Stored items
* * *
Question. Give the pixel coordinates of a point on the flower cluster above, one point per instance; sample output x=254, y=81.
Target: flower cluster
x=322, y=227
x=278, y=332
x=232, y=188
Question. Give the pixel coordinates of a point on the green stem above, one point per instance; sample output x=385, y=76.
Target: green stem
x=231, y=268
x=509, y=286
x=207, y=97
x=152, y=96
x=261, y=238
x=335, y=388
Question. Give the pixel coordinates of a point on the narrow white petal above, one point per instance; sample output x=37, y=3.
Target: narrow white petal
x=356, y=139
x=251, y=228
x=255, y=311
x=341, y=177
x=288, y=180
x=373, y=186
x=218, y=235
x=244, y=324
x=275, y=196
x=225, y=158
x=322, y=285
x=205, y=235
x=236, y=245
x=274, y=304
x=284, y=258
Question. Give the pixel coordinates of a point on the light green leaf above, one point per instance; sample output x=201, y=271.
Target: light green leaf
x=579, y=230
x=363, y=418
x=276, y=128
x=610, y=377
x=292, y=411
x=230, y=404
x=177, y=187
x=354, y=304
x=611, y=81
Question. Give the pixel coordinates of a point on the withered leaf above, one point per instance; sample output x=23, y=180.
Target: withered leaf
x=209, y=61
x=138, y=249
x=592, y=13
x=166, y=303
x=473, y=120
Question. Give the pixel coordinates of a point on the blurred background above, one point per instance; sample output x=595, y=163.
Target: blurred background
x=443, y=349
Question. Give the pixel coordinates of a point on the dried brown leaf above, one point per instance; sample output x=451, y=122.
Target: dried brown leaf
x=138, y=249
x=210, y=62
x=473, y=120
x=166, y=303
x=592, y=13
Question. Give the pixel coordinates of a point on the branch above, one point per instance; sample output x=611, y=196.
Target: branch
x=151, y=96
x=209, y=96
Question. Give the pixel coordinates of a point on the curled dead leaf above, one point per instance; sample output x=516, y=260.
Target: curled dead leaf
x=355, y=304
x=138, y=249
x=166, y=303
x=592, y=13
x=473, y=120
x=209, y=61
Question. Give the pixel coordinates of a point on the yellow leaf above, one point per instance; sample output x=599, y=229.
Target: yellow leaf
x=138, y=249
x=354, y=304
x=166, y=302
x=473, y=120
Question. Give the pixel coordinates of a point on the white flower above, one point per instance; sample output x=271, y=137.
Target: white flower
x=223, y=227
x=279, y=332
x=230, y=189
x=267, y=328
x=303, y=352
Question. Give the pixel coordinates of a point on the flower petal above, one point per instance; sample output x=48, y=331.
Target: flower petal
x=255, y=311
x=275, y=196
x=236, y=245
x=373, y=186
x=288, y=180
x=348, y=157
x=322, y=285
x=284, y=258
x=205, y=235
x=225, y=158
* * *
PROBLEM TO WORK ON:
Put each line of the data above into a Markdown table with the columns Row and Line, numbering the rows in order and leaving out any blank lines.

ANSWER FOR THIS EXERCISE:
| Row | Line |
|---|---|
| 1 | Question. Give the pixel coordinates of a point on the flower cluster above, one point per instance; sample output x=254, y=81. |
| 2 | Target: flower cluster |
| 3 | x=322, y=227 |
| 4 | x=278, y=332 |
| 5 | x=232, y=188 |
| 6 | Question. Give the pixel coordinates of a point on the green stem above, one point per instance; sample output x=385, y=76. |
| 7 | Target: green stem |
| 8 | x=231, y=268 |
| 9 | x=509, y=286 |
| 10 | x=207, y=97 |
| 11 | x=152, y=96 |
| 12 | x=261, y=238 |
| 13 | x=335, y=388 |
| 14 | Question. Give the pixel coordinates of a point on the narrow white petal above, one point per instance; sample output x=37, y=3. |
| 15 | Target: narrow white petal |
| 16 | x=356, y=139 |
| 17 | x=251, y=228 |
| 18 | x=255, y=311 |
| 19 | x=341, y=177 |
| 20 | x=288, y=180 |
| 21 | x=373, y=186 |
| 22 | x=218, y=235 |
| 23 | x=244, y=324 |
| 24 | x=275, y=196 |
| 25 | x=225, y=158 |
| 26 | x=322, y=285 |
| 27 | x=205, y=235 |
| 28 | x=236, y=245 |
| 29 | x=274, y=304 |
| 30 | x=284, y=258 |
| 31 | Question. Give the pixel coordinates of a point on the light green leaf above, one point per instance; sample output x=201, y=271. |
| 32 | Target: light green leaf |
| 33 | x=579, y=230 |
| 34 | x=363, y=418 |
| 35 | x=276, y=128 |
| 36 | x=610, y=377 |
| 37 | x=292, y=411 |
| 38 | x=230, y=404 |
| 39 | x=177, y=187 |
| 40 | x=354, y=304 |
| 41 | x=611, y=81 |
| 42 | Question. Give the pixel coordinates of a point on the withered leaf above, one point per instance; sample output x=23, y=180. |
| 43 | Target: withered leaf |
| 44 | x=209, y=61 |
| 45 | x=138, y=249 |
| 46 | x=592, y=13 |
| 47 | x=166, y=303 |
| 48 | x=473, y=120 |
| 49 | Question. Give the pixel coordinates of a point on the blurred background above, one point per instance; sample output x=595, y=163. |
| 50 | Target: blurred background |
| 51 | x=443, y=349 |
| 52 | Question. Give the pixel coordinates of a point on the dried brown leaf above, one point per instance; sample output x=451, y=122. |
| 53 | Target: dried brown leaf |
| 54 | x=138, y=249 |
| 55 | x=210, y=62 |
| 56 | x=473, y=120 |
| 57 | x=166, y=303 |
| 58 | x=592, y=13 |
| 59 | Question. Give the pixel coordinates of a point on the branch above, one point per instance; sample output x=611, y=196. |
| 60 | Target: branch |
| 61 | x=151, y=96 |
| 62 | x=209, y=96 |
| 63 | Question. Give the pixel coordinates of a point on the curled dead leaf above, one point per instance; sample output x=516, y=260. |
| 64 | Target: curled dead leaf |
| 65 | x=355, y=304 |
| 66 | x=138, y=249 |
| 67 | x=166, y=303 |
| 68 | x=592, y=13 |
| 69 | x=473, y=120 |
| 70 | x=209, y=61 |
| 71 | Question. Give the pixel coordinates of a point on the yellow leaf above, one point per instance; sample output x=599, y=229. |
| 72 | Target: yellow leaf |
| 73 | x=138, y=249 |
| 74 | x=354, y=304 |
| 75 | x=166, y=302 |
| 76 | x=473, y=120 |
| 77 | Question. Give the pixel coordinates of a point on the white flower above, one point per instance; sample output x=271, y=137. |
| 78 | Target: white flower |
| 79 | x=223, y=227 |
| 80 | x=279, y=332 |
| 81 | x=230, y=189 |
| 82 | x=267, y=328 |
| 83 | x=303, y=352 |
| 84 | Question. Give the pixel coordinates of a point on the flower petal above, one point per instance; sample output x=48, y=331. |
| 85 | Target: flower petal |
| 86 | x=255, y=311 |
| 87 | x=275, y=196 |
| 88 | x=236, y=245 |
| 89 | x=373, y=186 |
| 90 | x=288, y=180 |
| 91 | x=348, y=157 |
| 92 | x=322, y=285 |
| 93 | x=284, y=258 |
| 94 | x=205, y=235 |
| 95 | x=225, y=158 |